*** PROVIDED PASSAGE ***
Resource links provided by the National Library of Medicine

MedlinePlus related topics: Foot Health

Arm Intervention/treatment
Experimental: Arch support orthoses with forefoot medial wedge
The intervention of this group include orthoses with arch support and added forefoot medial wedge.
Other: Arch support orthoses with forefoot medial wedge
The degree of forefoot wedge will be 3 degree. If needed, it could be adjusted. The subjects need to wear the orthoses for at least 30 hour per week during the experiment.
Other Name: Forefoot medial wedge

Experimental: Arch support orthoses
The intervention of this group include orthoses with arch support.
Other: Arch support orthoses
The arch support of the orthoses could be adjusted depends on the evaluation of subject. The subjects need to wear the orthoses for at least 30 hour per week during the experiment.

Sham Comparator: Flat insole
This group will wear a flat insole. It is made from ethylene-vinyl acetate copolymer with 4mm thickness. It only provide shock absorbtion.
Other: Flat insole
The flat insole used as a placebo intervention. The shape of this insole is flat, and made by soft EVA. It only provide shock absorbtion without any support. The subjects need to wear the orthoses for at least 30 hour per week during the experiment.




Primary Outcome Measures :
  1. Foot function index [ Time Frame: Baseline ]
    This questionnaire includes 23 questions. These questions are about how difficult or pain over foot when subjects doing some functional activities.
*** End of PROVIDED PASSAGE ***
» ACTIVITIES
A. According to the foot orthoses trial description, how thick is the flat insole?
B. Rewrite the foot orthoses trial description between "MedlinePlus related topics: Foot Health" and "with arch support.", inclusive, switching "wedge" to "lift".
C. Continue the foot orthoses trial description from where it stops.
The lines that come next are separate material.
*** RECORDS PROVIDED ***
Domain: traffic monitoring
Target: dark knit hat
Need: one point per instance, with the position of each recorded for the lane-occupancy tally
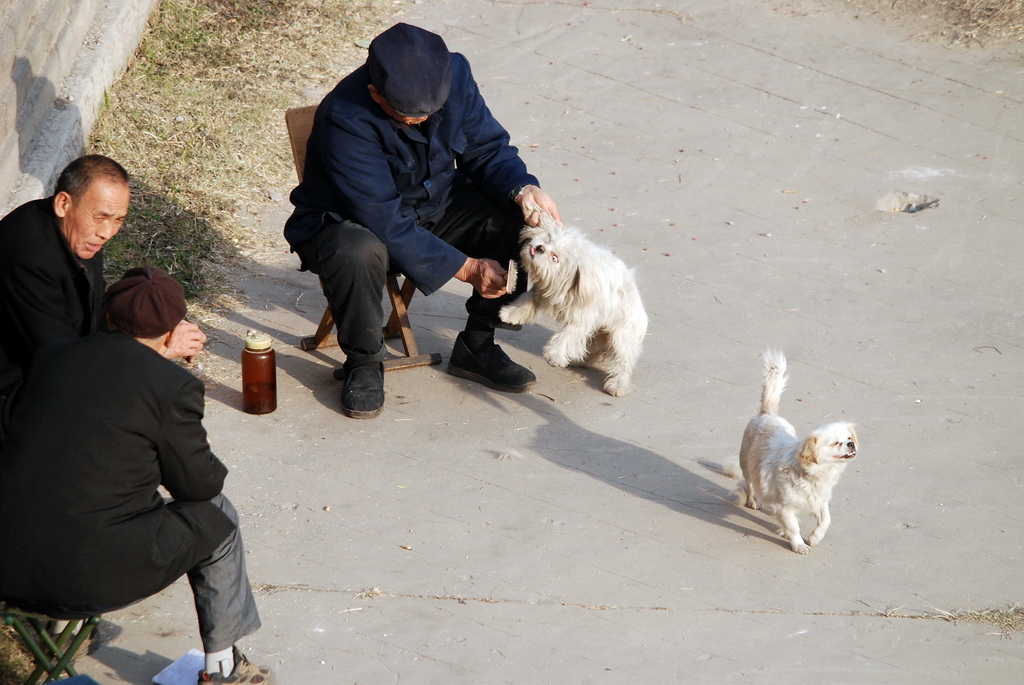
(412, 69)
(145, 303)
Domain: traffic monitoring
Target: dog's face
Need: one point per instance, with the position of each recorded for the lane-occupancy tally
(832, 443)
(551, 257)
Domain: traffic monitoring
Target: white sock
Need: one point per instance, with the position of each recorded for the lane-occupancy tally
(220, 661)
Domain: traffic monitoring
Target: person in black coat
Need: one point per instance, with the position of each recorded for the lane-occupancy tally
(101, 422)
(408, 170)
(51, 268)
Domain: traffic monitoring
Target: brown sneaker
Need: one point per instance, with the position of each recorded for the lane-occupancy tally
(244, 672)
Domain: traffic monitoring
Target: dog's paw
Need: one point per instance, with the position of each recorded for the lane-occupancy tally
(556, 357)
(510, 313)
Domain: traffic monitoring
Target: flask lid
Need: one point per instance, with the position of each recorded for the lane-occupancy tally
(257, 341)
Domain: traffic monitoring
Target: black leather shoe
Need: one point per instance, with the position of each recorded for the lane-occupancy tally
(491, 367)
(363, 396)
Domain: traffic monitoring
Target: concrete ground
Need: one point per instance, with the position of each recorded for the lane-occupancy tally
(745, 158)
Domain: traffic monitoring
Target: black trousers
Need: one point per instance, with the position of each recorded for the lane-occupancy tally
(353, 264)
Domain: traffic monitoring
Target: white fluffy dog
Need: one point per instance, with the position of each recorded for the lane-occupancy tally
(785, 474)
(591, 293)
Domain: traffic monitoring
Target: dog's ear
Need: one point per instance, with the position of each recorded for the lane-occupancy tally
(809, 450)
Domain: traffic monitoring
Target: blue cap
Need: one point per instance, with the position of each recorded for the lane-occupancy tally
(412, 69)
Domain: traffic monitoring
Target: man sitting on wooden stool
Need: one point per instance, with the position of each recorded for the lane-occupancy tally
(407, 169)
(101, 422)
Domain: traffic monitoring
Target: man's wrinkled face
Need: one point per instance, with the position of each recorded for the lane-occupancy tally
(88, 221)
(391, 112)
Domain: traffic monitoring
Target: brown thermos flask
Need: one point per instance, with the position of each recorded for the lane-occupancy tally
(259, 375)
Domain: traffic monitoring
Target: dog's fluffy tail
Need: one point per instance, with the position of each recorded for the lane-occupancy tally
(774, 382)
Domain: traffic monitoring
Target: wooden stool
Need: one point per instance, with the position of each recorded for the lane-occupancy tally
(299, 122)
(52, 654)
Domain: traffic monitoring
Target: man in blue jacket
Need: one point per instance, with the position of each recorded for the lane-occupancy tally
(407, 170)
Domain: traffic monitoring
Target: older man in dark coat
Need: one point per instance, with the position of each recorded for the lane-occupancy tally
(407, 169)
(51, 268)
(101, 422)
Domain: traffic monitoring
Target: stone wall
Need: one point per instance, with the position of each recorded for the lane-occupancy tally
(59, 56)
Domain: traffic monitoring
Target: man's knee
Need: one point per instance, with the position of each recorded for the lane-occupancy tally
(347, 248)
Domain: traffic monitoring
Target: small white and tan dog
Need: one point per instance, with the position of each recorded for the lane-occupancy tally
(591, 293)
(786, 475)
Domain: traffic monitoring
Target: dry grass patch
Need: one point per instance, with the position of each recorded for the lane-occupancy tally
(198, 122)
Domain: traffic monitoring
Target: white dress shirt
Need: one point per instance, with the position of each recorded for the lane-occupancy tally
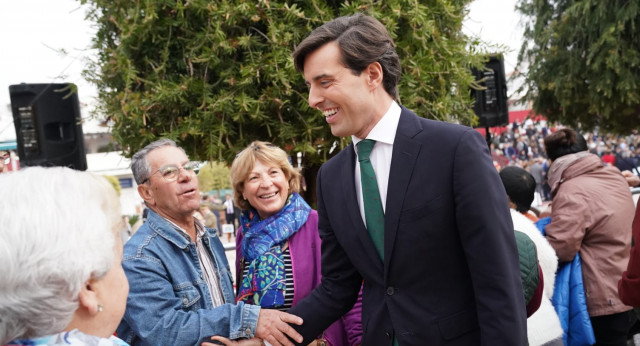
(384, 132)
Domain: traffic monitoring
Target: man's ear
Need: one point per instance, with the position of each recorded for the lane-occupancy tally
(88, 298)
(374, 71)
(146, 193)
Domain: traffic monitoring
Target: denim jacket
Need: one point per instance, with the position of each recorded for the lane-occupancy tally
(169, 301)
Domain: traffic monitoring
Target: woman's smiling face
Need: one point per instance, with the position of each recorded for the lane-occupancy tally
(266, 188)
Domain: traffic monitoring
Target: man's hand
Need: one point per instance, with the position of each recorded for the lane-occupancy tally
(273, 325)
(227, 342)
(632, 179)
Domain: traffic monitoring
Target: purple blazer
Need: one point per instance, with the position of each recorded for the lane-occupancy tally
(304, 247)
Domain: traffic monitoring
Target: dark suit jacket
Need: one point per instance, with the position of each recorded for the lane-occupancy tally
(450, 274)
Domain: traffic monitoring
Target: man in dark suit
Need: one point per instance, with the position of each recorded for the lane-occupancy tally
(445, 271)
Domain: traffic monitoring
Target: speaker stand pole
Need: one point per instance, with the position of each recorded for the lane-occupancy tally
(488, 137)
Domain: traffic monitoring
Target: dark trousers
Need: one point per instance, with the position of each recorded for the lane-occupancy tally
(611, 330)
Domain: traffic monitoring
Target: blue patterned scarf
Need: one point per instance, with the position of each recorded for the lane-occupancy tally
(265, 282)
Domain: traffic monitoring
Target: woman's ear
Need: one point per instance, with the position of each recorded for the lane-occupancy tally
(88, 298)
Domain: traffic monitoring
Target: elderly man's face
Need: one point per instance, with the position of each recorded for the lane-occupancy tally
*** End of RECORDS PROVIDED ***
» ANSWERS BY TASK
A. 4mm

B.
MedlinePlus related topics: Foot Health

Arm Intervention/treatment
Experimental: Arch support orthoses with forefoot medial lift
The intervention of this group include orthoses with arch support and added forefoot medial lift.
Other: Arch support orthoses with forefoot medial lift
The degree of forefoot lift will be 3 degree. If needed, it could be adjusted. The subjects need to wear the orthoses for at least 30 hour per week during the experiment.
Other Name: Forefoot medial lift

Experimental: Arch support orthoses
The intervention of this group include orthoses with arch support.

C.
  2. Foot function index [ Time Frame: 6-week intervention ]
    This questionnaire includes 23 questions. These questions are about how difficult or pain over foot when subjects doing some functional activities.

  3. Pain visual analogue scale (VAS) [ Time Frame: Baseline ]
    The scale is from 0 to 10 points. Zero means no pain, and ten points means extremely painful over subject's foot or leg.

  4. Pain visual analogue scale (VAS) [ Time Frame: 6-week intervention ]
    The scale is from 0 to 10 points. Zero means no pain, and ten points means extremely painful over subject's foot or leg.

  5. Change From Baseline in Global Rating of Change Scale (GROC) [ Time Frame: change from baseline at 6 weeks later ]
    To measure improvements in a patient's condition. The minimum value is -7 and it means a very great deal worse. The maximum values is +7 and it means a very great deal better.


Secondary Outcome Measures :
  1. Displacement of center of force of gait cycle (medial-lateral and anterior-posterior) [ Time Frame: Baseline and after 6-week intervention ]
    To determine the displacement of Cof during ambulation. We use F-Scan In-Shoe system to determine dynamic pressure, force and timing information. And to calculate the displacement of center of force of each gait cycle.

  2. Muscle activity of tibialis anterior muscle, peroneal longus and abductor hallucis brevis [ Time Frame: Baseline and after 6-week intervention ]
    Muscle activity during ambulation and single leg standing. We use electromyography to record muscle activity of tibialis anterior muscle, peroneal longus and abductor hallucis brevis.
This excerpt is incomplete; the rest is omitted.